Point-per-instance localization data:
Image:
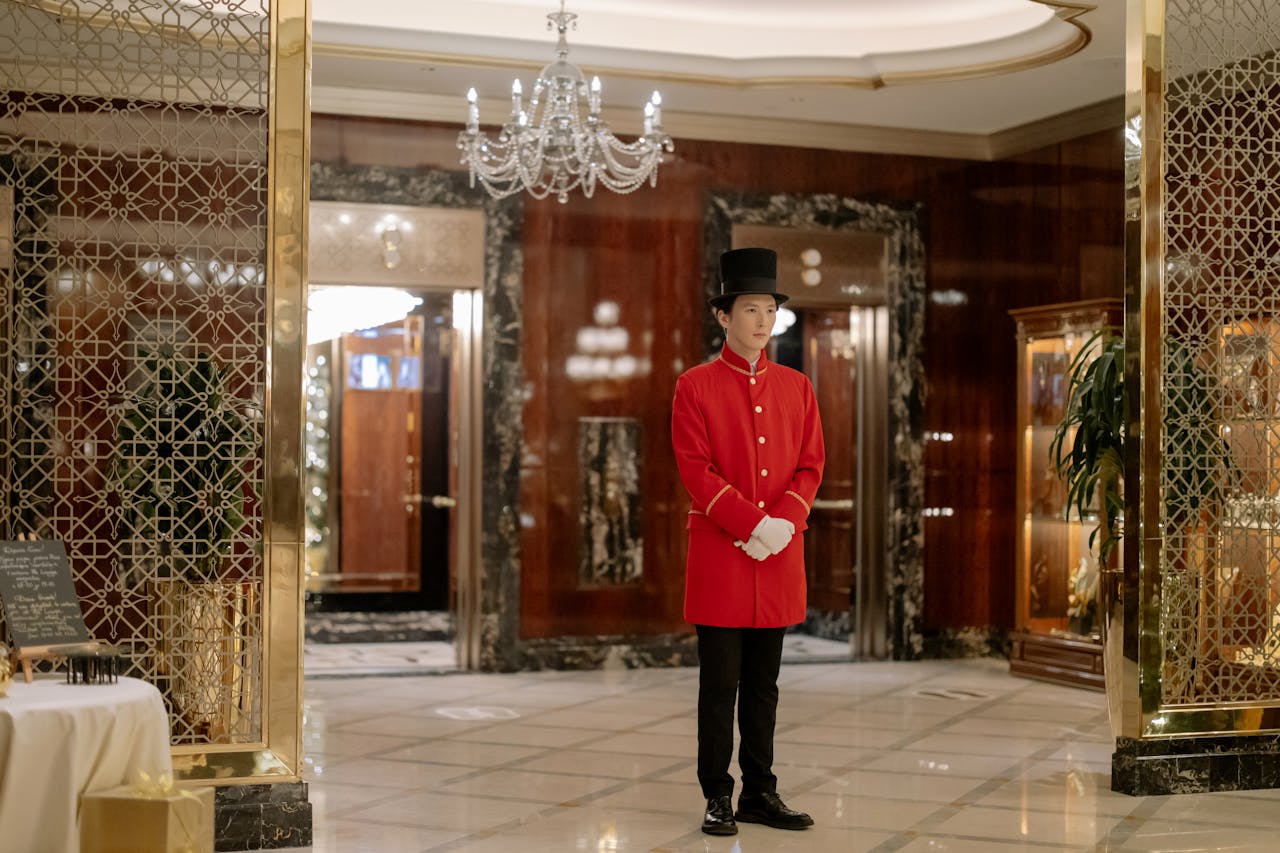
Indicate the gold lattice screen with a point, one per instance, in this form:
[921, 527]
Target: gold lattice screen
[1220, 355]
[135, 137]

### WORK TASK
Word for word, repeat the lines of data above, omitting every picture.

### OUTPUT
Image:
Indicate the gold lattice screen with a point, one per instance, in this form:
[921, 527]
Target: gold lattice screen
[1220, 355]
[135, 137]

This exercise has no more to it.